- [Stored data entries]
★ ★ ★
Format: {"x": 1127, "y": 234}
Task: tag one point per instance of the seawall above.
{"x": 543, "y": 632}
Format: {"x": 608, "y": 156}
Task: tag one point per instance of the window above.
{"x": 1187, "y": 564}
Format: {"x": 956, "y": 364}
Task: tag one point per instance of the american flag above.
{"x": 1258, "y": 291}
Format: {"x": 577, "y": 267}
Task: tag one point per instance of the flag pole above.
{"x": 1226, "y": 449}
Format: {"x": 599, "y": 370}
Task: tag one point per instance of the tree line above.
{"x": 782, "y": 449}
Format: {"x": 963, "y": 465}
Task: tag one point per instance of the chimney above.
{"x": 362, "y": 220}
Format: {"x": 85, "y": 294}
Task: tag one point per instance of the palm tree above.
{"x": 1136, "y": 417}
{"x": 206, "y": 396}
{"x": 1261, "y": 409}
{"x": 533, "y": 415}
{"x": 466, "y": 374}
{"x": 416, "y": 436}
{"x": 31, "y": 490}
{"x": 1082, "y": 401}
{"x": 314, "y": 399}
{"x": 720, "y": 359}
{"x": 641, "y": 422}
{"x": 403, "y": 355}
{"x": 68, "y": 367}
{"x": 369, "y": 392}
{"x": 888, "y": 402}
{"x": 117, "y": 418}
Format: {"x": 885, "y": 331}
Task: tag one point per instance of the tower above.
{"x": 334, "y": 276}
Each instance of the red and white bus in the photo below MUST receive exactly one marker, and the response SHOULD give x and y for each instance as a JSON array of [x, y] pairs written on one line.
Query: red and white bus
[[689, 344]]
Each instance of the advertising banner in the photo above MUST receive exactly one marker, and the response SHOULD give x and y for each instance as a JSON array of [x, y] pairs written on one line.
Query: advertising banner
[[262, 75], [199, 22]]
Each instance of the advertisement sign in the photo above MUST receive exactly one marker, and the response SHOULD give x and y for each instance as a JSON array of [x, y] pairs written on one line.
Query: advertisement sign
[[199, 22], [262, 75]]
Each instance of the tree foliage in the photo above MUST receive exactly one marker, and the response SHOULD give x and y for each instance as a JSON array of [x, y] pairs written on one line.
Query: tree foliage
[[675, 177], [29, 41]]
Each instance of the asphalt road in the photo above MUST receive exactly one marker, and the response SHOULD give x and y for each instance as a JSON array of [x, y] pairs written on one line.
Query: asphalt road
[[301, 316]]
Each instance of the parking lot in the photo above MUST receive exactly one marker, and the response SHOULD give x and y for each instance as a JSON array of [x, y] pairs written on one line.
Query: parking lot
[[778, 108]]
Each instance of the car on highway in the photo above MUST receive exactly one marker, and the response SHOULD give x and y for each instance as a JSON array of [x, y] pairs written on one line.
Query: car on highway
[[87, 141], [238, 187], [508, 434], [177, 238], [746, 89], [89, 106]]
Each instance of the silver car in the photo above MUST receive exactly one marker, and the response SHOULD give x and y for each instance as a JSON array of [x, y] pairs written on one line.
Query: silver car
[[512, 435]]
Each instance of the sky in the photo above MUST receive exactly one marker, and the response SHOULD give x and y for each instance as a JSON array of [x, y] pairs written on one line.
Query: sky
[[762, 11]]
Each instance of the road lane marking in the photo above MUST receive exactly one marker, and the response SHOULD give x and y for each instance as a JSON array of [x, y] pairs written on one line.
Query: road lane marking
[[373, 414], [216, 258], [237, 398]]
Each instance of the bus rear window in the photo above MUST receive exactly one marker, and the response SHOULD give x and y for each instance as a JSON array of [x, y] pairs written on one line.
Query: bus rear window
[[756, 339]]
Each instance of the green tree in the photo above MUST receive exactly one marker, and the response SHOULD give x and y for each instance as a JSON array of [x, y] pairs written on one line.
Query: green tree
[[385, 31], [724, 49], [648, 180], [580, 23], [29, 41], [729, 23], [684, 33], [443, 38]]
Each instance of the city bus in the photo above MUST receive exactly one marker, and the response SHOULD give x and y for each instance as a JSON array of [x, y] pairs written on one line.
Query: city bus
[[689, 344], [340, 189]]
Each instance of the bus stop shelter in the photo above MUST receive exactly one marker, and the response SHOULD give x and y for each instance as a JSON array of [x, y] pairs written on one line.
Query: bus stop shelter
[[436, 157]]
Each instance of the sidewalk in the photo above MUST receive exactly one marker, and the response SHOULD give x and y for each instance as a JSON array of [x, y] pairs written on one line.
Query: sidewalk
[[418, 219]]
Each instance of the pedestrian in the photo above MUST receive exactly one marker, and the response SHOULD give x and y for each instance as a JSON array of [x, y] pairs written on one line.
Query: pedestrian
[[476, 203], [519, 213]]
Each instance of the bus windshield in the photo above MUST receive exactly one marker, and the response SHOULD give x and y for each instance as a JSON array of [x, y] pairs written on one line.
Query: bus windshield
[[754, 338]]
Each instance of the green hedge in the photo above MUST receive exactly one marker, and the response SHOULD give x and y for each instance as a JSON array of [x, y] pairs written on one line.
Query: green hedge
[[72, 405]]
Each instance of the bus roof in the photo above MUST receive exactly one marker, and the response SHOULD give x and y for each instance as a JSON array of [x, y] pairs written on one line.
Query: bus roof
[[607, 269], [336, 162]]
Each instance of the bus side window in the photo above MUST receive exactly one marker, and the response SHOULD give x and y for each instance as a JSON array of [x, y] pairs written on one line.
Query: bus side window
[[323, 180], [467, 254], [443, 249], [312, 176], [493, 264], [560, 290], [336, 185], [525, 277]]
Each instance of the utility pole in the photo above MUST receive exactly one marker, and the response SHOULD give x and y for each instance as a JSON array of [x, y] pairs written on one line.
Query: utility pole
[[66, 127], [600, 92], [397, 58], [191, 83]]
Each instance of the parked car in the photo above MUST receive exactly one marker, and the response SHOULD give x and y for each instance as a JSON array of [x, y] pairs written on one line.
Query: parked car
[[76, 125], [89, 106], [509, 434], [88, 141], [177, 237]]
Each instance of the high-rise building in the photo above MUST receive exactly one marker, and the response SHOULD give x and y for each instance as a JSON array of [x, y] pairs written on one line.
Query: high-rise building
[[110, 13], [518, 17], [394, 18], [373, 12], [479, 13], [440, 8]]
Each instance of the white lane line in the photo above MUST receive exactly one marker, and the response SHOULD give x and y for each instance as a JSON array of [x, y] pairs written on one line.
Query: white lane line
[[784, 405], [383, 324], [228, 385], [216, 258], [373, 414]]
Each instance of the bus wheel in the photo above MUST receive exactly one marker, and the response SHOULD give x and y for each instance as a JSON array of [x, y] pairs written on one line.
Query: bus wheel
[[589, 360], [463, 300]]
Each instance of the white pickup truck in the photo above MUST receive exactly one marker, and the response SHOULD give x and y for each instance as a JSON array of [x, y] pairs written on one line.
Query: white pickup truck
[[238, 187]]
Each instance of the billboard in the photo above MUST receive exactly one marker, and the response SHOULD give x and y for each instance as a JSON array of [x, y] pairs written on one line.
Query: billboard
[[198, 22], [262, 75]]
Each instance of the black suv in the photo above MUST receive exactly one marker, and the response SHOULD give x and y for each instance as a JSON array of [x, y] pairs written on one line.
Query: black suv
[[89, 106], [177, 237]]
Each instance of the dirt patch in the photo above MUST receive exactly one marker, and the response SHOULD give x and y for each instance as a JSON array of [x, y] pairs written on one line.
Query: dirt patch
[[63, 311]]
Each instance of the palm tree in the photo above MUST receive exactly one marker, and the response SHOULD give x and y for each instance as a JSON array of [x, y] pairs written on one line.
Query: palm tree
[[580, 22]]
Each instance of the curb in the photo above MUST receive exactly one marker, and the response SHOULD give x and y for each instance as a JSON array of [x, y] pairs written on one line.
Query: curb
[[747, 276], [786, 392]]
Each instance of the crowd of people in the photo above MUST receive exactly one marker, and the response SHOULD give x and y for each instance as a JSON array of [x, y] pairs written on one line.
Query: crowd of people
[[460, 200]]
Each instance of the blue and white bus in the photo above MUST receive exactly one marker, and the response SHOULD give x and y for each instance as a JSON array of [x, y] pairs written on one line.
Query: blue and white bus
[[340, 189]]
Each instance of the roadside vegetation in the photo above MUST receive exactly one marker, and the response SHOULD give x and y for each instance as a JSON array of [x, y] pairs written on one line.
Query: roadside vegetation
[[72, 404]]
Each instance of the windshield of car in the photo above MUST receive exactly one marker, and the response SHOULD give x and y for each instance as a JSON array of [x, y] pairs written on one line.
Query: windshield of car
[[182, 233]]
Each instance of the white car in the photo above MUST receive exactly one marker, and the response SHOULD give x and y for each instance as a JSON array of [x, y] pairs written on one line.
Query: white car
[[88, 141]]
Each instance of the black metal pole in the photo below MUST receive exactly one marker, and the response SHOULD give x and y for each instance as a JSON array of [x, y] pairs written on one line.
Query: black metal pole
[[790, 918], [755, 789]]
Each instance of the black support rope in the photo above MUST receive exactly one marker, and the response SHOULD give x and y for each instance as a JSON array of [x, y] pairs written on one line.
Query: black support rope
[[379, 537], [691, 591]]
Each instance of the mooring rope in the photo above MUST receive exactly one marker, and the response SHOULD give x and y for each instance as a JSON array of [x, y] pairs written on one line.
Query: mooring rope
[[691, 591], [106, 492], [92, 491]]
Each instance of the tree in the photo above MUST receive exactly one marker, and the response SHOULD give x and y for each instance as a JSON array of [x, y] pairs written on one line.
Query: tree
★ ★ ★
- [What you have to do] Above are some lines. Repeat exactly, and only, those from the line that has "Query: car on highway" through the line that has "Each instance of the road lane".

- [Result below]
Query: car on highway
[[87, 141], [238, 187], [508, 434], [177, 238], [746, 89], [89, 106]]
Each instance of the silver car in the photo above MUST receive exactly one marker, and the response SHOULD give x and y for each instance as a JSON array of [x, y] pairs written on one line.
Query: silver car
[[512, 435]]
Each instance of the sky in the photo above MUST receive exactly one marker, and the response SHOULD give x and y for each instance as a JSON array of [x, y] pairs written on one line.
Query: sky
[[762, 11]]
Each instance of the road lane marking in the photo above MUST receive exactly one marker, and the response SHOULD give x and y for each instance as a JSON array of [x, y] pairs written on one line.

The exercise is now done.